Top of EXTRACTED INFORMATION

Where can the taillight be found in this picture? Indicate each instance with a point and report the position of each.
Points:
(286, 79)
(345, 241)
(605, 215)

Bottom of EXTRACTED INFORMATION
Top of EXTRACTED INFORMATION

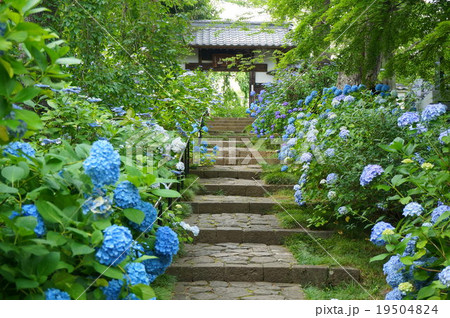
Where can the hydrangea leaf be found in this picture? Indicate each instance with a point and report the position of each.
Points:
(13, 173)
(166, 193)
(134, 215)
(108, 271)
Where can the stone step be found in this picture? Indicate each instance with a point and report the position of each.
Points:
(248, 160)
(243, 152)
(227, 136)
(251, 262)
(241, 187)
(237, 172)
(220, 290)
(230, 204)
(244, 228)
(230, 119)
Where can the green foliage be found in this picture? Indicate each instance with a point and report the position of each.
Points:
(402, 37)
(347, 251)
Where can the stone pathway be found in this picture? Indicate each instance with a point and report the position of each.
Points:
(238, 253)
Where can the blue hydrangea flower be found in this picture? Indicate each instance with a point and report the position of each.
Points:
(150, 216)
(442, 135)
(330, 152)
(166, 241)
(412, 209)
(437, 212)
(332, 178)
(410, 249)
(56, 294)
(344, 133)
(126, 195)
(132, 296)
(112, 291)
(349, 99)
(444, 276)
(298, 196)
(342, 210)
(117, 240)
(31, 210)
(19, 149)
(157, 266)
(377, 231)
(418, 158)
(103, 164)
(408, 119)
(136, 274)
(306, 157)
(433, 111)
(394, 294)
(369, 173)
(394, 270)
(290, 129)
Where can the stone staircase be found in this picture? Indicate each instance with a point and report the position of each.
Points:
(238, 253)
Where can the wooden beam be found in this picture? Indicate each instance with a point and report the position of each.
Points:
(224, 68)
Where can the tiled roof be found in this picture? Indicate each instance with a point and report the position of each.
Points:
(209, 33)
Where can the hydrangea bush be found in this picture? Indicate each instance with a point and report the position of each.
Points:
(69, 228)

Bottom of EXTRACTED INFORMATION

In the entries above, which lines hold the string "stone"? Report all of them.

=== FINISHED EXERCISE ===
Where can the stone step be found in this picture? Indicate each instance with a point and report the position of each.
Where can the stone pathway be found in this picture? Indicate each instance with a point and report the position of each.
Where can the stone staircase be found in this picture? Indicate each instance with a point and report the position of each.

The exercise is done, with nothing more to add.